Goals:
1 – In the passage about Nolan at Bolton Wanderers, which match was Nolan dropped for?
2 – Please resume the passage about Nolan at Bolton Wanderers, picking up after its final sentence.

The "firm", of course, was Bolton Wanderers a club where Nolan, a City of Liverpool Schoolboys player, signed on at 17 and is now a stalwart ahead of his time. He thought he knew the club inside out until Sammy Lee took charge, rewrote what Nolan believed to be its founding footballing principles and, after the player had expressed concerned about this, promptly dropped him. Nolan, the club's captain, has until now not said too much about the way things imploded in Lee's short and controversial reign, during which Bolton plunged from the lofty Premier League heights of the Sam Allardyce era to second bottom, but his description of the day he knocked on Lee's door to ask why he had been dropped provides an illuminating insight into the sense of torpor which gripped the club in the dying days of his era.

The background to the meeting was not the most encouraging. Nolan had been one of those senior players delegated to approach Lee about his decision to dispense with Allardyce's direct tactics and turn Bolton into a passing team when he found himself dropped for the home match with Chelsea on 7 October and it was the next morning that he knocked on his door and asked why. "I said: 'What's happening?'" Nolan recalls. "He said: 'You come on and tell me what's up.' I said: 'What do you mean, "what's up?" I'm gutted I wasn't playing.' He said: 'I don't think you were gutted enough.' I said: 'I was.' It just went back and fro, like that."

We are not privy to Lee's side of the story and Nolan's description of the quality of his coaching qualities "probably the best coach I've ever worked with; fantastic to be around" suggests he is certainly a man worth listening to. But it is hard not to conclude from Nolan's account that the insecurity created in Lee by the pressures of management led him into some seriously flawed man-management techniques. Nolan told Lee, during that 10-minute meeting back in October, that he wanted to work to get his place back. "Sammy said: 'that's what I wanted to hear. That's good. It's up to you now to prove me wrong.'" But in the event, he did not get the chance to do so. Lee was sacked a few days later, presaging the arrival of Gary Megson whose more direct approach to player relations seems to be working. Before last Sunday's heavy defeat at Liverpool, the club had collected three league draws and the victory over Manchester United, under Megson, and will be looking for more points when they clash with Steve Bruce's Wigan tomorrow in arguably this weekend's most significant fixture.

Given records:
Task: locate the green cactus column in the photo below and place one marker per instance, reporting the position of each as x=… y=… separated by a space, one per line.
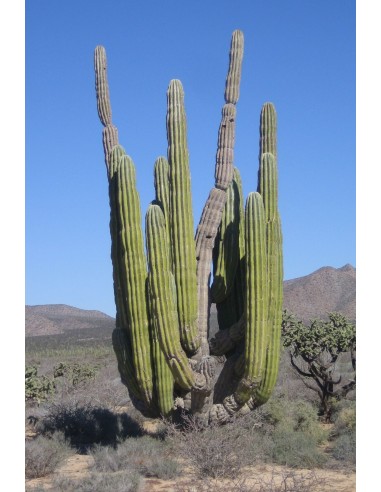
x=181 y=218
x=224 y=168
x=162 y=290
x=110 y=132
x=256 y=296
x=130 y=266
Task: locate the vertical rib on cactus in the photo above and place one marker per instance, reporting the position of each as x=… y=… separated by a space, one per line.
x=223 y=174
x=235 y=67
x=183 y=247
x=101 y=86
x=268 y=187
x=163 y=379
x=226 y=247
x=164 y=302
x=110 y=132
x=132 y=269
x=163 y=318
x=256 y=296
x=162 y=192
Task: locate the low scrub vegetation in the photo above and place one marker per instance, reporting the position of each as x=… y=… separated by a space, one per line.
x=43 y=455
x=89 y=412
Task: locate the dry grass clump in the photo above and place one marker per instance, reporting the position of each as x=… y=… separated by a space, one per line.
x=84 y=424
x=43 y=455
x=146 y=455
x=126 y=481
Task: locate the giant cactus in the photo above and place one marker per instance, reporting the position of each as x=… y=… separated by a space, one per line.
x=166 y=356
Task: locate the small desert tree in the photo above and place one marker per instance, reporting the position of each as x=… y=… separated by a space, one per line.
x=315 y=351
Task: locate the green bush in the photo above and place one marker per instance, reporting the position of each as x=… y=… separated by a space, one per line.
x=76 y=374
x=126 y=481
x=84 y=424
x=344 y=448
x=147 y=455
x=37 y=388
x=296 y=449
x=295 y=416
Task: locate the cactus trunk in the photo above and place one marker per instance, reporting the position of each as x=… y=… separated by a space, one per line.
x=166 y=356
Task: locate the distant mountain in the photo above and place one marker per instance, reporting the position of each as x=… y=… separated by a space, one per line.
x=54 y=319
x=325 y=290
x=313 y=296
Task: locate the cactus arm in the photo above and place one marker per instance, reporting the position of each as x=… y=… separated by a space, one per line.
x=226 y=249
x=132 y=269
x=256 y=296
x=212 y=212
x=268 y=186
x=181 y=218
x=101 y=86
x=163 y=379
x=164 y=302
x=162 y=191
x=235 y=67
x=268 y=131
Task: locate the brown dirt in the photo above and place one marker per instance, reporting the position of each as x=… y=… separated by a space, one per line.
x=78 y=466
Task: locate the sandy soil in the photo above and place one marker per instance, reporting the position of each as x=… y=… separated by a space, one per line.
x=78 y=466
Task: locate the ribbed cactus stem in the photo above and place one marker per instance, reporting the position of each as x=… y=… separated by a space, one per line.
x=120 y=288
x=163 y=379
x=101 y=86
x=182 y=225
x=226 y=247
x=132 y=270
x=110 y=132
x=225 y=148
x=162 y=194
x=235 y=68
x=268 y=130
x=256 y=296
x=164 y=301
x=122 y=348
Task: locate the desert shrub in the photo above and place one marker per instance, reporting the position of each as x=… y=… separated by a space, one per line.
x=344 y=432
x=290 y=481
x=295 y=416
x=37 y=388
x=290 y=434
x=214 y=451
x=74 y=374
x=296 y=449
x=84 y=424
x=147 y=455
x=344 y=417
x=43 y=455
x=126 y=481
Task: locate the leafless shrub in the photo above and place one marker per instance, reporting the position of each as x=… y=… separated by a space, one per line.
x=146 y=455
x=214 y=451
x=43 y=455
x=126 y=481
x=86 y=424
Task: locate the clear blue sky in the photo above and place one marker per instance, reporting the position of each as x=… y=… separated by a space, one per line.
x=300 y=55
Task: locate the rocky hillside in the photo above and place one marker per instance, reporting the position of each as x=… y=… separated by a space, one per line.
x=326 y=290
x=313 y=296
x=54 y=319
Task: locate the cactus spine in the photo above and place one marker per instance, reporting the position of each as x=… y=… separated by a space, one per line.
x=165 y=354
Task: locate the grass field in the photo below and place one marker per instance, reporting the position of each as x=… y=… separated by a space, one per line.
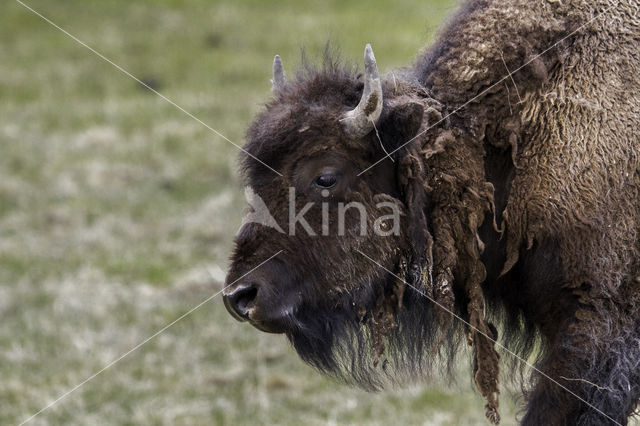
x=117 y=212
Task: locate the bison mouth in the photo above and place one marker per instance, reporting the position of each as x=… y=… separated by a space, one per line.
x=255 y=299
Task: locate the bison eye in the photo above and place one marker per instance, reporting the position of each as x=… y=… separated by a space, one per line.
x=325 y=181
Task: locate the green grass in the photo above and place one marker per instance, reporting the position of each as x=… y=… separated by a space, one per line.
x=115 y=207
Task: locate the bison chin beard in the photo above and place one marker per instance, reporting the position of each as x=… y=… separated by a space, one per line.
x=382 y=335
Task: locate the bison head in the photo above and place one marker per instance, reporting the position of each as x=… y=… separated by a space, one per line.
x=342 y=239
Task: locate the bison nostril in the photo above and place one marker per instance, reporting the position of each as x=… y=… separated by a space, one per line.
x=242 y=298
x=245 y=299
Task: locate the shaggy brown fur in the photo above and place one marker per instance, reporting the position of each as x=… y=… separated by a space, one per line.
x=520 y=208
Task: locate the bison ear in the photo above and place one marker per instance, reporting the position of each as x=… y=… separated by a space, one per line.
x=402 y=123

---

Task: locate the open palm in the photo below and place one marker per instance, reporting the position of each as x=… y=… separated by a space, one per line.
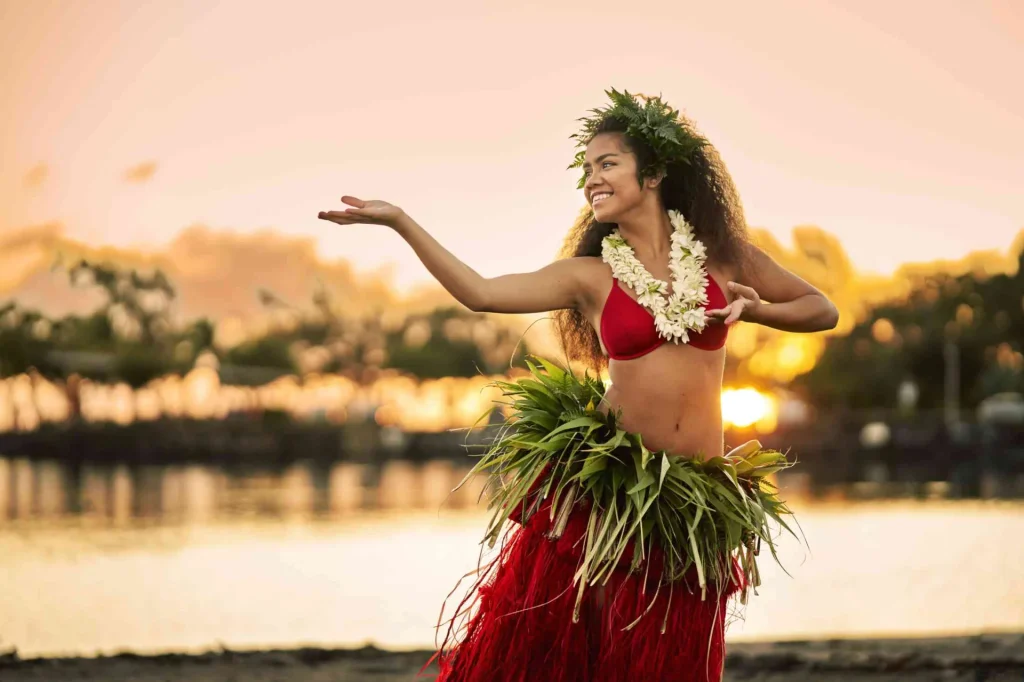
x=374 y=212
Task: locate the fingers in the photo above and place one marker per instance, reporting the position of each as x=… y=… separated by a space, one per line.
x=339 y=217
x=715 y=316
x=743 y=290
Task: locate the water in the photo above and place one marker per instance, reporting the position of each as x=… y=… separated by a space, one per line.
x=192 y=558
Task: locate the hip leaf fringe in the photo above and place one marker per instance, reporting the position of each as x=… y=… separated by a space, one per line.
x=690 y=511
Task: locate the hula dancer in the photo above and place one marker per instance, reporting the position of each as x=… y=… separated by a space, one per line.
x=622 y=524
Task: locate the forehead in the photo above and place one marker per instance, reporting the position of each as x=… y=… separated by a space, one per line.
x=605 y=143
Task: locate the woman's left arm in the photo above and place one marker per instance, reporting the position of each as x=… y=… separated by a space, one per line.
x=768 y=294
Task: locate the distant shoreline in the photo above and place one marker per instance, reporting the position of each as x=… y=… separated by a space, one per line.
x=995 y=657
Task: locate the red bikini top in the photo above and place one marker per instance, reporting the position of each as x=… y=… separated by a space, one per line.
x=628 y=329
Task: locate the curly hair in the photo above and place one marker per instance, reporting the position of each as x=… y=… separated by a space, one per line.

---

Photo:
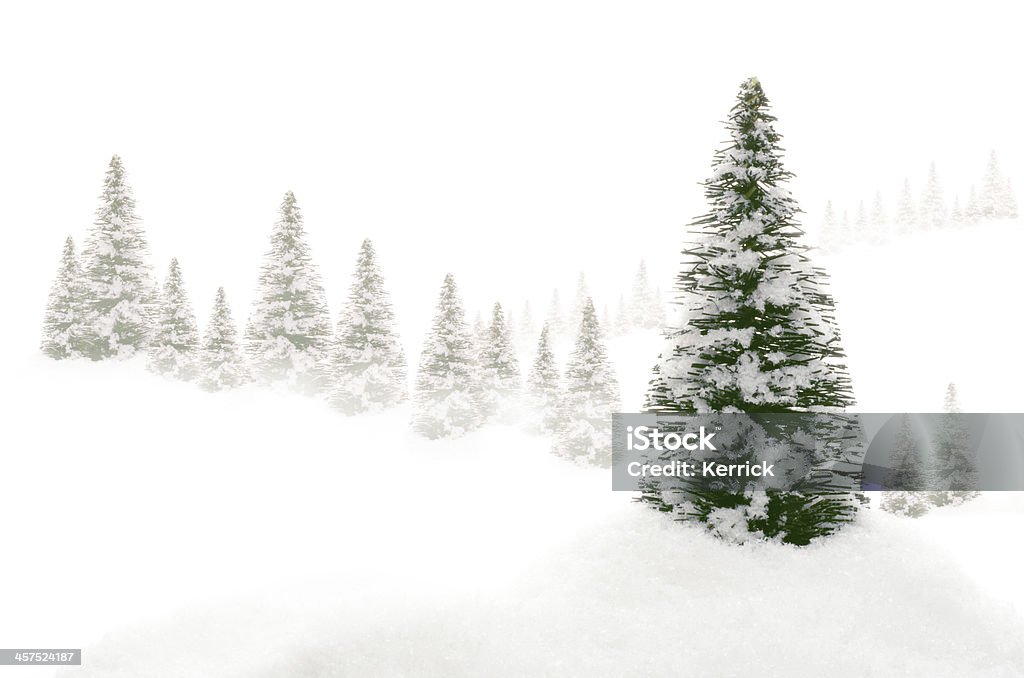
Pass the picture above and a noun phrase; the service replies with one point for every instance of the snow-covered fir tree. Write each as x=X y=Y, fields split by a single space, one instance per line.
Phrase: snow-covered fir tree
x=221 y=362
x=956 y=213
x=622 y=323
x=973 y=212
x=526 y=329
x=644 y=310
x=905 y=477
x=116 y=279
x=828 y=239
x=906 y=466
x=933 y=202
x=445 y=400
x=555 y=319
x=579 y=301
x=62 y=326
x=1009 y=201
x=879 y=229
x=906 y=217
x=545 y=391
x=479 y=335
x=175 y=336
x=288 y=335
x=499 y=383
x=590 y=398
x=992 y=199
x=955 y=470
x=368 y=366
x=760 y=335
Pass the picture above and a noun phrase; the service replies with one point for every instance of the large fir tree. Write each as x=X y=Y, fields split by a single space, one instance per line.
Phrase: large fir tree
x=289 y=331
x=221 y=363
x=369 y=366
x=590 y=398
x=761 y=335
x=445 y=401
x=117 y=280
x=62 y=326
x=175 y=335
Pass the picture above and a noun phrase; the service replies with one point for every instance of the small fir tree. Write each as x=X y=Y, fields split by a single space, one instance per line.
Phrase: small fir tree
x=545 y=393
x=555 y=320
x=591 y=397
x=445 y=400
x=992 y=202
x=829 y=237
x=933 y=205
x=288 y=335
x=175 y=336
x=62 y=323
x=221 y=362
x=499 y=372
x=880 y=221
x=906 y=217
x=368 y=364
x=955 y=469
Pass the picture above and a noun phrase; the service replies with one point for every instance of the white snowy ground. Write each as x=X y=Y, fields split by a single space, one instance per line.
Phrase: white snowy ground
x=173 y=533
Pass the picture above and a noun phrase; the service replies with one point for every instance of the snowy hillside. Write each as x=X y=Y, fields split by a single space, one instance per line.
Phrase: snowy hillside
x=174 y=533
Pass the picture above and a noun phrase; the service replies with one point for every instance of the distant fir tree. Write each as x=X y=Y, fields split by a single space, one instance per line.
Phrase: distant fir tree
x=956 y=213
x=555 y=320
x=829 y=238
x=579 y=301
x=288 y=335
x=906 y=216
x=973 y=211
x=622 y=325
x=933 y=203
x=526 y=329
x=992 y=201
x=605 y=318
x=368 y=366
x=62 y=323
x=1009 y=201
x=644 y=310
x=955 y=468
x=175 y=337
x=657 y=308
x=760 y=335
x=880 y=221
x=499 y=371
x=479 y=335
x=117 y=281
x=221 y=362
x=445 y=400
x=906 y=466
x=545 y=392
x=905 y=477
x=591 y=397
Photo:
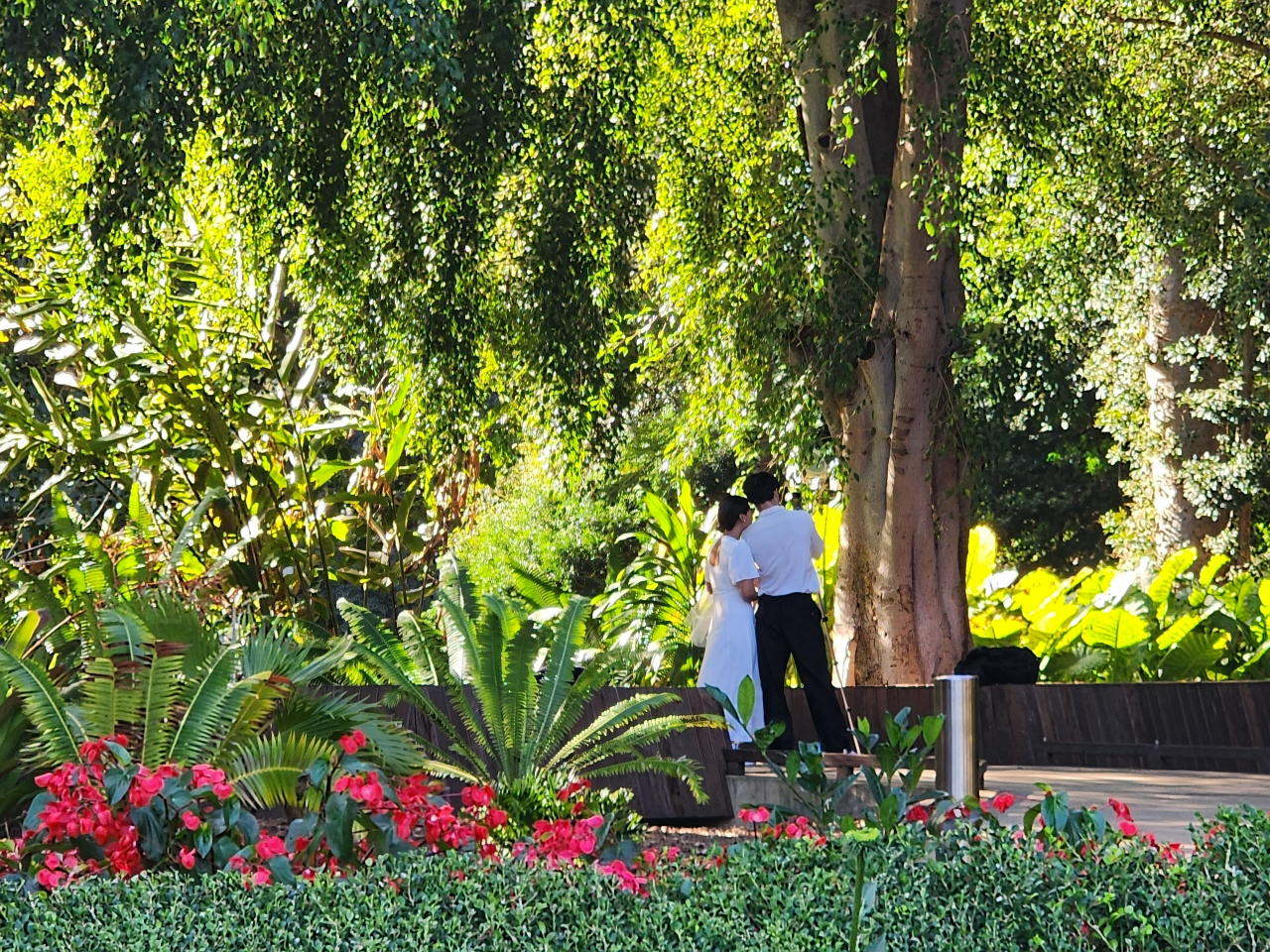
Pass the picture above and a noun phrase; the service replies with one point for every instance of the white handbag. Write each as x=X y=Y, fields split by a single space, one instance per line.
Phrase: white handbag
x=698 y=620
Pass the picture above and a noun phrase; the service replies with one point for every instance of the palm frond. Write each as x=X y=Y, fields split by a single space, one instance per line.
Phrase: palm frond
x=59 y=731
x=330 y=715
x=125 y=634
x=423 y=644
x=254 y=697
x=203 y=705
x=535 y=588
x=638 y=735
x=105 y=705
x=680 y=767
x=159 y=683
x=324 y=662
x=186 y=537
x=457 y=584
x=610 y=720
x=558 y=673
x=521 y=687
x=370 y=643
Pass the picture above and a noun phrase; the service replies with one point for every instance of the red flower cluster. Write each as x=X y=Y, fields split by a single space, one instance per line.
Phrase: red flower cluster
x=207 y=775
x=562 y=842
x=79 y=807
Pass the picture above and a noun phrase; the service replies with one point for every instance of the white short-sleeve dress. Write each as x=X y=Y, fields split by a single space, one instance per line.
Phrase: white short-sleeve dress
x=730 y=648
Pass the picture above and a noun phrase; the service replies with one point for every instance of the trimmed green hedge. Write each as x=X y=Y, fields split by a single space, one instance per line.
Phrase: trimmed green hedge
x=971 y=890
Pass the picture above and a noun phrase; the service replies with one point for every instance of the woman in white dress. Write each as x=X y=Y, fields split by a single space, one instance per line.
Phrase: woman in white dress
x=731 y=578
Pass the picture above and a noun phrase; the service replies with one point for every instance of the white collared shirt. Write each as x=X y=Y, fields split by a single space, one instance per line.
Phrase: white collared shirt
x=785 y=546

Responses by task:
1 – The home match with Chelsea on 7 October.

2 –
For some managers Arsne Wenger among them Bolton's owner Eddie Davies and Phil Gartside, the chairman, dismissed Lee with indecent haste. But while Nolan expresses regret that a fellow member of the Liverpool fraternity, with whom he had more banter than many at the Reebok, should have gone, he stands by the importance of having senior players willing to speak their minds.

"What people don't see outside of football is that you have a 'committee' of senior players at a football club, who the manager automatically turns to when things are going wrong, or even if it's going well," he says. "He might just say, 'What do you think about having a night out with all the lads?' That structure's important to a club."

The Bolton committee reps are Gary Speed (whose disagreements with Lee led the manager to remove him from his role as player-coach) as well as Nolan, Kevin Davies and goalkeeper Jussi Jaaskelainen, with Nicolas Anelka and El-Hadji Diouf forming a French sub-committee. It is a set-up Nolan has known ever since he arrived at the club and which, with Megson's arrival, seems to have been restored to working order.

Arriving at a club whose fans resent you, to replace a man whose footballing differences with Allardyce had played a part in seeing him off, must have seemed formidable to Megson and his strategy, Nolan reveals, was to sit the squad down in the dressing room, close the door and talk for 30 minutes. His opening gambit, as Nolan tells it, was along the lines of: "Whatever you've heard about me from people in the game, forget it." And there was also an abundance of modesty. "He just said: 'Right, this is me; this is what I'm about. I'm delighted to work with a team like you,'" Nolan says. "'I've never had the opportunity to work with players like you before and if you can help each other we can get out of this situation together.'"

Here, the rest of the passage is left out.